- RECORDS SHOWN:
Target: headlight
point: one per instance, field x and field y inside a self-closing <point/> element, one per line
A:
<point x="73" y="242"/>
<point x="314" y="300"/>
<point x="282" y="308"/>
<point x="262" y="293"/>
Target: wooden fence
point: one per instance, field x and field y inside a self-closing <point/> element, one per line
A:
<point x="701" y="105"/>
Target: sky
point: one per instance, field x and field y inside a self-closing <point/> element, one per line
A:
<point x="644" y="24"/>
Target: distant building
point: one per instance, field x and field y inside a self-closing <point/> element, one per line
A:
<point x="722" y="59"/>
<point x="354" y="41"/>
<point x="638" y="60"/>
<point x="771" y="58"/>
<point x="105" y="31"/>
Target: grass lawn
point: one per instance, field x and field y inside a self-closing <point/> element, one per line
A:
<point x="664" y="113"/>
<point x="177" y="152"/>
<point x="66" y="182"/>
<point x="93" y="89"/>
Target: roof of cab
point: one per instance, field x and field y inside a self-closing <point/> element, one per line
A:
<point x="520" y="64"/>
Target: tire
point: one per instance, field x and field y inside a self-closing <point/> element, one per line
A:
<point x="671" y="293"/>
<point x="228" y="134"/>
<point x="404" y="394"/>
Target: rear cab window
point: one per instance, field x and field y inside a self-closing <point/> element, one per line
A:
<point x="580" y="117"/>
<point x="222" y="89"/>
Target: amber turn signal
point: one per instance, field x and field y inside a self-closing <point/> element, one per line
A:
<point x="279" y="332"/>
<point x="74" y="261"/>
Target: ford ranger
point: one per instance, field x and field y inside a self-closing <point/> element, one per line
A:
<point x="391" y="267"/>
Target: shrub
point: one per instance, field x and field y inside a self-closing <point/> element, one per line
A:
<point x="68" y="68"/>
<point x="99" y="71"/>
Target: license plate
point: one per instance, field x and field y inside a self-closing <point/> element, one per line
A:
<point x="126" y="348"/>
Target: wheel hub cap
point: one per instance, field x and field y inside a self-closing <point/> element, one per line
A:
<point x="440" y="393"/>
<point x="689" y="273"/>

---

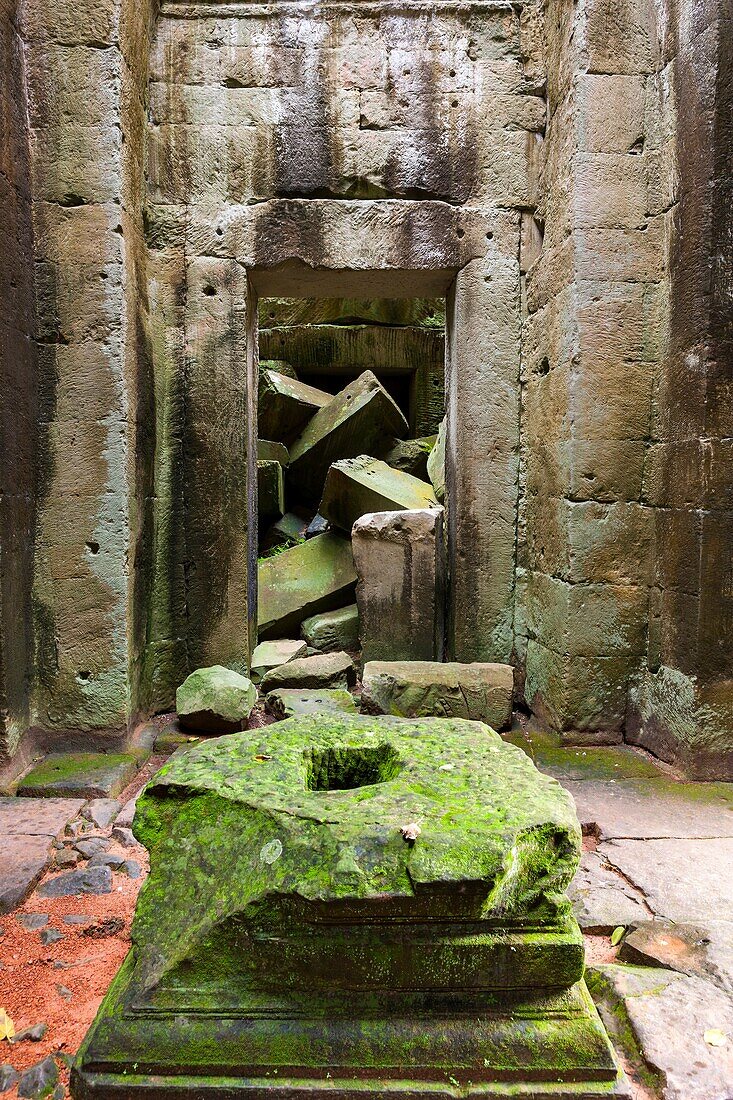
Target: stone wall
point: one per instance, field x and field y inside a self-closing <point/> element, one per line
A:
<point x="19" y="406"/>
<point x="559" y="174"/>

* * *

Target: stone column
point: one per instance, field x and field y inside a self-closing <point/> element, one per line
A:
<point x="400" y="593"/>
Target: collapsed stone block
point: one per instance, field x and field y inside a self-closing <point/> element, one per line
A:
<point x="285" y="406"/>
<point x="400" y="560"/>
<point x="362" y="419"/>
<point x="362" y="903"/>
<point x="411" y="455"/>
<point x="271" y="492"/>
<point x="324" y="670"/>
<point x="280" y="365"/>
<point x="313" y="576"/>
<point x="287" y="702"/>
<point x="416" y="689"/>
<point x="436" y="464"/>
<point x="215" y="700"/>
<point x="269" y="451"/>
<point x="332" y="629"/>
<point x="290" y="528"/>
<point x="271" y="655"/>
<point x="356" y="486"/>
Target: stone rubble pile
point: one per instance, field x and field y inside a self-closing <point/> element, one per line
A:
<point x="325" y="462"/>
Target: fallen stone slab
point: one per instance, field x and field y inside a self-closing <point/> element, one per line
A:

- WHAT YOU SHOULD DO: Pick out every line of the items above that contains the string "stone", and copy each one.

- REPLY TO THE TASK:
Target: stone wall
Target: stone column
Target: collapsed stone block
Target: stone rubble pile
Target: fallen stone slab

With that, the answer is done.